This thread is years old...

@Gujjula Ramesh Reddy 2017-03-26 06:19:13

This is used for your Custom Objects list

   public List<Contact> removeDuplicates(List<Contact> list) {
    // Set set1 = new LinkedHashSet(list);
    Set set = new TreeSet(new Comparator() {

        @Override
        public int compare(Object o1, Object o2) {
            if (((Contact) o1).getId().equalsIgnoreCase(((Contact) o2).getId()) /*&&
                    ((Contact)o1).getName().equalsIgnoreCase(((Contact)o2).getName())*/) {
                return 0;
            }
            return 1;
        }
    });
    set.addAll(list);

    final List newList = new ArrayList(set);
    return newList;
}

@Nenad Bulatovic 2016-11-04 09:47:10

You can also do it this way, and preserve order:

// delete duplicates (if any) from 'myArrayList'
myArrayList = new ArrayList<String>(new LinkedHashSet<String>(myArrayList));

@ByWaleed 2019-03-13 09:59:38

I think this is the best way of removing duplicated in an ArrayList. Definitely recommended. Thank you @Nenad for the answer.

@Craig P. Motlin 2015-12-10 14:46:58

If you're willing to use a third-party library, you can use the method distinct() in Eclipse Collections (formerly GS Collections).

ListIterable<Integer> integers = FastList.newListWith(1, 3, 1, 2, 2, 1);
Assert.assertEquals(
    FastList.newListWith(1, 3, 2),
    integers.distinct());

The advantage of using distinct() instead of converting to a Set and then back to a List is that distinct() preserves the order of the original List, retaining the first occurrence of each element. It's implemented by using both a Set and a List.

MutableSet<T> seenSoFar = UnifiedSet.newSet();
int size = list.size();
for (int i = 0; i < size; i++)
{
    T item = list.get(i);
    if (seenSoFar.add(item))
    {
        targetCollection.add(item);
    }
}
return targetCollection;

If you cannot convert your original List into an Eclipse Collections type, you can use ListAdapter to get the same API.

MutableList<Integer> distinct = ListAdapter.adapt(integers).distinct();

Note: I am a committer for Eclipse Collections.

@stbn 2010-12-28 16:07:10

Here's a way that doesn't affect your list ordering:

ArrayList l1 = new ArrayList();
ArrayList l2 = new ArrayList();

Iterator iterator = l1.iterator();

        while (iterator.hasNext())
        {
            YourClass o = (YourClass) iterator.next();
            if(!l2.contains(o)) l2.add(o);
        }

l1 is the original list, and l2 is the list whithout repeated items (Make sure YourClass has the equals method acording to what you want to stand for equality)

* RECORD LIST
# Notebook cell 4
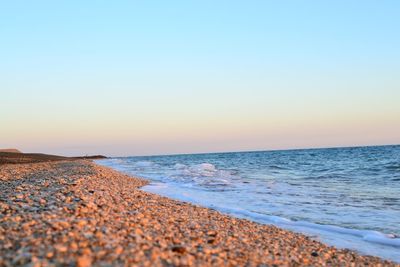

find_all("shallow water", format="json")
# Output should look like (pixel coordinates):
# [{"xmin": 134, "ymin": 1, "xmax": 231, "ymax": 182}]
[{"xmin": 98, "ymin": 146, "xmax": 400, "ymax": 262}]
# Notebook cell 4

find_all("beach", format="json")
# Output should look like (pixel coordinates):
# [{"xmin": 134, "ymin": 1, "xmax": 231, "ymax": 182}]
[{"xmin": 0, "ymin": 160, "xmax": 398, "ymax": 267}]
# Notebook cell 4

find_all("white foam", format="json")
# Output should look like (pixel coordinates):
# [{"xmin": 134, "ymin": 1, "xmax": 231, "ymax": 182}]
[{"xmin": 142, "ymin": 183, "xmax": 400, "ymax": 263}]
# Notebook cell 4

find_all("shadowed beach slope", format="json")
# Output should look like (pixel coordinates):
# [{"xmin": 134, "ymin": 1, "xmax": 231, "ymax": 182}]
[{"xmin": 0, "ymin": 160, "xmax": 395, "ymax": 267}]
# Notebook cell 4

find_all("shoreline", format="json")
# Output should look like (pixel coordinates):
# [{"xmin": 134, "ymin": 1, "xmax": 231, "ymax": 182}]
[{"xmin": 0, "ymin": 160, "xmax": 400, "ymax": 266}]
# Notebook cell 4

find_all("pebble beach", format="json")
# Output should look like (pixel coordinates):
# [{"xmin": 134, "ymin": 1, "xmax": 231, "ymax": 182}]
[{"xmin": 0, "ymin": 160, "xmax": 399, "ymax": 267}]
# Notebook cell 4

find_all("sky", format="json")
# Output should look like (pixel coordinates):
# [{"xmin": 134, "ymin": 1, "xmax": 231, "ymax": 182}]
[{"xmin": 0, "ymin": 0, "xmax": 400, "ymax": 156}]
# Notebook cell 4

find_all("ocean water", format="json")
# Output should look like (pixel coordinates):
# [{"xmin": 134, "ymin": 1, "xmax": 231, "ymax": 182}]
[{"xmin": 97, "ymin": 146, "xmax": 400, "ymax": 262}]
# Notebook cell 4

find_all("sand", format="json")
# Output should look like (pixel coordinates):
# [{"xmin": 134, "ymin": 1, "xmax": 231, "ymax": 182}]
[{"xmin": 0, "ymin": 160, "xmax": 399, "ymax": 266}]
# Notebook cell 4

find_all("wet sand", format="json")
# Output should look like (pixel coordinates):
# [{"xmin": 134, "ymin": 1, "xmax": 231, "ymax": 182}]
[{"xmin": 0, "ymin": 160, "xmax": 399, "ymax": 266}]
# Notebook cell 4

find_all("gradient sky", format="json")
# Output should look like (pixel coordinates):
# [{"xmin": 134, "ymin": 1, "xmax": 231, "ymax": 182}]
[{"xmin": 0, "ymin": 0, "xmax": 400, "ymax": 156}]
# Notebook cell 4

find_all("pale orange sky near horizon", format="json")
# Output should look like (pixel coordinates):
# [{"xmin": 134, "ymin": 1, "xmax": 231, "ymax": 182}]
[{"xmin": 0, "ymin": 1, "xmax": 400, "ymax": 156}]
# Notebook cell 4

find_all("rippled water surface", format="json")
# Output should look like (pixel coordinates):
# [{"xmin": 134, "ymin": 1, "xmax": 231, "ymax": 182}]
[{"xmin": 99, "ymin": 146, "xmax": 400, "ymax": 261}]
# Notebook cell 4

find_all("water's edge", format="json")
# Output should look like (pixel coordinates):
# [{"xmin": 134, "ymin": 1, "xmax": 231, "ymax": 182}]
[
  {"xmin": 141, "ymin": 182, "xmax": 400, "ymax": 263},
  {"xmin": 95, "ymin": 160, "xmax": 400, "ymax": 263}
]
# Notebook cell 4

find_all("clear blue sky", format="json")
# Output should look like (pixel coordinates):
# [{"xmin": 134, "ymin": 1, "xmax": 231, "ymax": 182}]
[{"xmin": 0, "ymin": 0, "xmax": 400, "ymax": 155}]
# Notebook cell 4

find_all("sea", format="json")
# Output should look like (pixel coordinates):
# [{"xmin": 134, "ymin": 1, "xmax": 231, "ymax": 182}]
[{"xmin": 97, "ymin": 145, "xmax": 400, "ymax": 263}]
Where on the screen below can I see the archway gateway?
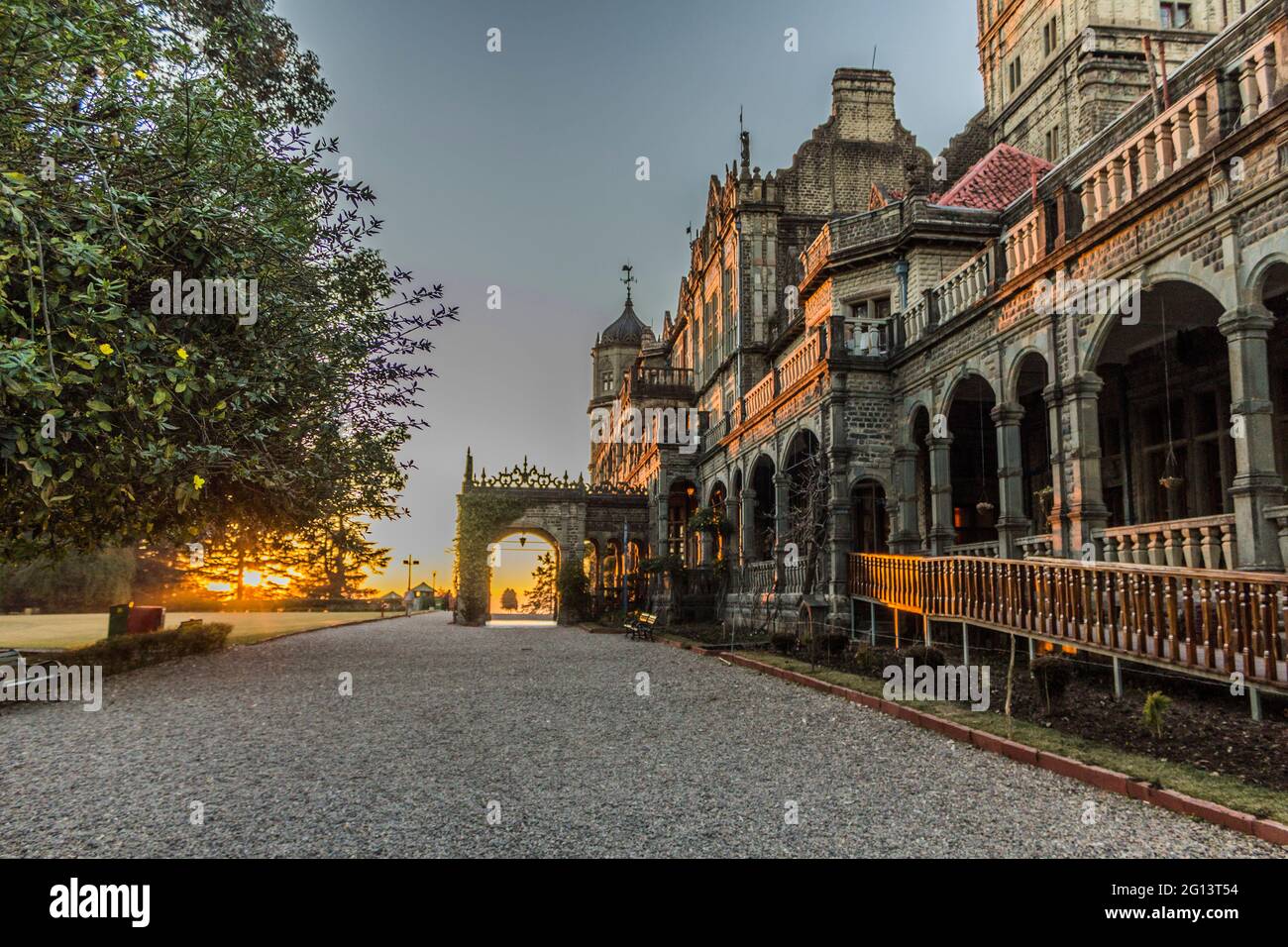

* THE TASKS
1. Answer these questions from the thread on removing duplicates from a list:
(a) Which third-party library does Craig P. Motlin suggest using?
(b) In stbn's code, what do l1 and l2 stand for?
(c) What does ByWaleed think of Nenad Bulatovic's answer?
2. Does the thread on removing duplicates back up each statement? Give yes or no, and quote the words of the thread that settle it.
(a) Craig P. Motlin works on Eclipse Collections.
(b) The distinct() method keeps the last time each item shows up.
(c) stbn's way changes the order of the list.
3. Write down the name of every person who posts in the thread on removing duplicates.
The listing has nothing to do with what comes next.

* SOLVED PROBLEMS
1.
(a) Eclipse Collections, formerly called GS Collections.
(b) l1 is the original list, and l2 is the list without repeated items.
(c) ByWaleed thinks it is the best way to remove duplicates from an ArrayList and recommends it.

2.
(a) Yes: "Note: I am a committer for Eclipse Collections."
(b) No: "retaining the first occurrence of each element"
(c) No: "Here's a way that doesn't affect your list ordering"

3. Gujjula Ramesh Reddy, Nenad Bulatovic, ByWaleed, Craig P. Motlin, stbn